--- Task brief ---
Return all of the entries below, word for word. Omit each picture.

--- Provided data ---
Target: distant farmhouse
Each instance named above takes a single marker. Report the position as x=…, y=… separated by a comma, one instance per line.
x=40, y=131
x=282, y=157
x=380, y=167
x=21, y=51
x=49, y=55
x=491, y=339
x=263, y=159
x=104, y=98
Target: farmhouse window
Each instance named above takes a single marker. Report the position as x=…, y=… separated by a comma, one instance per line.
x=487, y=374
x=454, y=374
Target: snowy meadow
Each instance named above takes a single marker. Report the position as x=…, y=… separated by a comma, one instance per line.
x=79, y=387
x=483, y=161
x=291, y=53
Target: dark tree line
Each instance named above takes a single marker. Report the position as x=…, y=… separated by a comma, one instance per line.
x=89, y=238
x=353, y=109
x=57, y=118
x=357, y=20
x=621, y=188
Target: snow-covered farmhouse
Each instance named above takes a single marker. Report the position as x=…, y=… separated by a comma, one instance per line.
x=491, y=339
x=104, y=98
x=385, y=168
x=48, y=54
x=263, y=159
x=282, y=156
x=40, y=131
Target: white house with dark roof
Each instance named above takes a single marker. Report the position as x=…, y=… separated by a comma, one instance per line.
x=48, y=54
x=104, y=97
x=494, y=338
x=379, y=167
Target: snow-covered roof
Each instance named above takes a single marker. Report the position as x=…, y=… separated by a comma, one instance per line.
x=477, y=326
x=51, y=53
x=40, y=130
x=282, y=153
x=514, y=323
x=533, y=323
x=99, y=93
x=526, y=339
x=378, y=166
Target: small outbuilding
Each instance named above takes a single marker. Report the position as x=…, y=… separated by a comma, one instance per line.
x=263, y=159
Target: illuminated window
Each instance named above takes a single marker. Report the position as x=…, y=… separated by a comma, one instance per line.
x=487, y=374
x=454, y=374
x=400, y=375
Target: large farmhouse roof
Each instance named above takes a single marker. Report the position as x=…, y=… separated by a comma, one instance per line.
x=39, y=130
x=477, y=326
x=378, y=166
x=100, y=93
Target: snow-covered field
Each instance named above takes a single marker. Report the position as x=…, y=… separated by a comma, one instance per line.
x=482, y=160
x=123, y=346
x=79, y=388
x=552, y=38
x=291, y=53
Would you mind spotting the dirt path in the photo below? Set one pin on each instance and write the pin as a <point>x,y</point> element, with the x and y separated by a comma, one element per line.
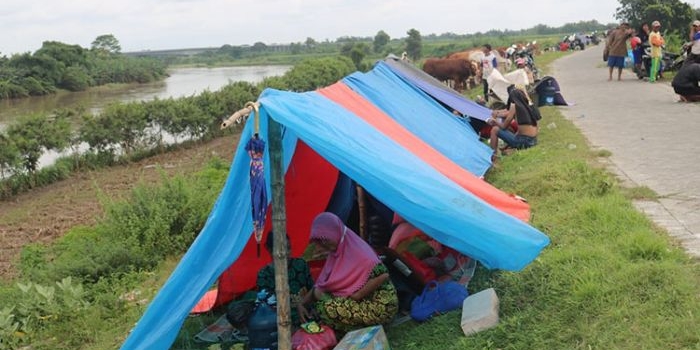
<point>46,213</point>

--- Response for this exercise ---
Target: distant farmhouse
Each instance named above takes a single marker. Report the position as x=…, y=… separated by a comma, one instance per line.
x=40, y=131
x=282, y=157
x=380, y=167
x=21, y=51
x=49, y=55
x=491, y=339
x=263, y=159
x=104, y=98
Target: farmhouse window
Each instance named above takes a single marker. Report the position as x=…, y=… separated by a comma, one instance per line.
x=487, y=374
x=454, y=374
Target: snowy meadow
Each instance named above takes a single marker. Report the position as x=…, y=… separated by a comma, one instance per line.
x=79, y=387
x=483, y=161
x=291, y=53
Target: dark tree line
Each instance named above takes a single marker. Report the position as x=…, y=… separated by a comma, one instance per line.
x=89, y=238
x=353, y=109
x=57, y=118
x=357, y=20
x=621, y=188
Target: snow-covered farmhouse
Each instance named above takes a single marker. Report the position as x=…, y=… separated by a comma, one instance per line.
x=491, y=339
x=104, y=98
x=385, y=168
x=48, y=54
x=263, y=159
x=282, y=156
x=40, y=131
Target: white house with dark roof
Each instance named above takes a single marker. Report the position as x=…, y=… separated by a comma, one instance per line.
x=48, y=54
x=104, y=97
x=494, y=338
x=379, y=167
Target: snow-covered roof
Each instance named above takes a single marker. Report the position as x=…, y=… separated by a comma, one instance per line.
x=477, y=326
x=51, y=53
x=40, y=130
x=282, y=153
x=514, y=323
x=533, y=323
x=99, y=93
x=526, y=339
x=378, y=166
Target: small outbuilding
Each instance named above takes a single marker. Report the position as x=…, y=… separated by a comma, one instance per line.
x=263, y=159
Target: illuminated window
Each instance named above takes a single marker. Report the position as x=…, y=… separated by a comma, one instance per line.
x=487, y=374
x=454, y=374
x=400, y=375
Target: large farmhouse roof
Each instance named above takes a single marker. Report the position as x=…, y=… separated by a comma, one instance per line.
x=39, y=130
x=477, y=326
x=378, y=166
x=100, y=93
Target: snow-covered field
Each instance named above takes a single marker. Report the position as x=…, y=… separated by a comma, one instance per line.
x=482, y=160
x=123, y=346
x=79, y=388
x=552, y=38
x=291, y=53
Would you mind spotting the dirt path in the photo below? Set one pin on each instance and write the pin as a <point>x,y</point> element, with the x and y separated by a comma, one element per line.
<point>46,213</point>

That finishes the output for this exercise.